▶ _BRIEF_: Which lines in the rows below contain the word "hazy"? Pick out each one and copy it in full.

▶ _INPUT ROWS_:
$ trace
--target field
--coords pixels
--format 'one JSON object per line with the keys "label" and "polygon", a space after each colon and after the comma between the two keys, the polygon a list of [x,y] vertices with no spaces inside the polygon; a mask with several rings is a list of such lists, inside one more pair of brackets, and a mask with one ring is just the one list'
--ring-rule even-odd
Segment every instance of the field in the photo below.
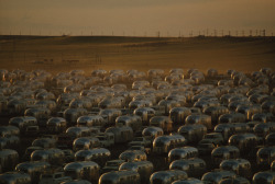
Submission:
{"label": "field", "polygon": [[82,69],[197,68],[220,72],[274,69],[274,37],[0,36],[0,68]]}

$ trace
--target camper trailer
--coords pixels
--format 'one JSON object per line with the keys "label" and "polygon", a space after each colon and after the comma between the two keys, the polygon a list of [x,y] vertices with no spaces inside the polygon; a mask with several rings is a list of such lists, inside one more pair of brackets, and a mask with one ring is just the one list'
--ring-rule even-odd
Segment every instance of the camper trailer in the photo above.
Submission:
{"label": "camper trailer", "polygon": [[219,184],[224,179],[234,179],[237,174],[232,171],[212,171],[202,175],[201,181],[204,183]]}
{"label": "camper trailer", "polygon": [[100,166],[103,166],[110,157],[111,152],[105,148],[79,150],[75,153],[76,161],[95,161]]}
{"label": "camper trailer", "polygon": [[19,162],[19,153],[15,150],[0,150],[0,166],[2,172],[12,171]]}
{"label": "camper trailer", "polygon": [[150,184],[170,184],[178,180],[187,179],[188,175],[185,171],[180,170],[167,170],[167,171],[158,171],[154,172],[150,176]]}
{"label": "camper trailer", "polygon": [[15,166],[15,171],[26,173],[31,176],[32,183],[36,184],[40,181],[41,174],[50,169],[50,163],[33,161],[33,162],[23,162],[19,163]]}
{"label": "camper trailer", "polygon": [[7,172],[0,174],[0,181],[2,184],[30,184],[31,176],[23,172]]}
{"label": "camper trailer", "polygon": [[177,130],[178,134],[184,136],[188,142],[199,142],[207,134],[207,127],[201,124],[184,125]]}
{"label": "camper trailer", "polygon": [[198,157],[198,149],[195,147],[174,148],[168,152],[168,162],[180,159],[190,159]]}
{"label": "camper trailer", "polygon": [[74,180],[98,182],[100,168],[92,161],[70,162],[64,166],[65,175]]}
{"label": "camper trailer", "polygon": [[150,119],[150,126],[160,127],[164,133],[173,130],[173,122],[168,116],[154,116]]}
{"label": "camper trailer", "polygon": [[185,123],[187,125],[201,124],[207,129],[212,129],[211,116],[205,114],[193,114],[186,117]]}
{"label": "camper trailer", "polygon": [[251,163],[245,159],[229,159],[220,163],[221,170],[233,171],[235,174],[250,179],[252,176]]}
{"label": "camper trailer", "polygon": [[140,174],[136,171],[111,171],[102,174],[98,184],[141,184]]}
{"label": "camper trailer", "polygon": [[114,135],[114,143],[124,143],[133,139],[133,129],[129,126],[109,127],[105,133]]}
{"label": "camper trailer", "polygon": [[122,170],[139,172],[141,183],[147,183],[154,171],[154,165],[150,161],[124,162],[119,168],[119,171]]}
{"label": "camper trailer", "polygon": [[221,146],[215,148],[211,152],[211,159],[215,165],[219,165],[220,162],[228,159],[238,159],[240,150],[234,146]]}
{"label": "camper trailer", "polygon": [[199,158],[179,159],[169,164],[169,170],[182,170],[189,177],[200,177],[207,171],[207,164]]}

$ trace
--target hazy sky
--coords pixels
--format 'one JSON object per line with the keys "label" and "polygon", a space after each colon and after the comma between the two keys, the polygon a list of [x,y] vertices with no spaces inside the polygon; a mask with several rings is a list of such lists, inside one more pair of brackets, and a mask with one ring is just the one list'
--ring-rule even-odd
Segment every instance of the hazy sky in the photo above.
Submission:
{"label": "hazy sky", "polygon": [[188,36],[266,30],[275,0],[0,0],[1,34]]}

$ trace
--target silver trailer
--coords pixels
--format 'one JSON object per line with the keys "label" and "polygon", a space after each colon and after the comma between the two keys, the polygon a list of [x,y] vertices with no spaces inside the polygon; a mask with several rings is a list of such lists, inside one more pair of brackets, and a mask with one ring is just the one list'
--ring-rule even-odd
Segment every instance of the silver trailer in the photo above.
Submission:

▶ _OUTPUT OF THE EXERCISE_:
--target hazy sky
Segment every instance of the hazy sky in the photo above.
{"label": "hazy sky", "polygon": [[188,36],[266,30],[275,0],[0,0],[1,34]]}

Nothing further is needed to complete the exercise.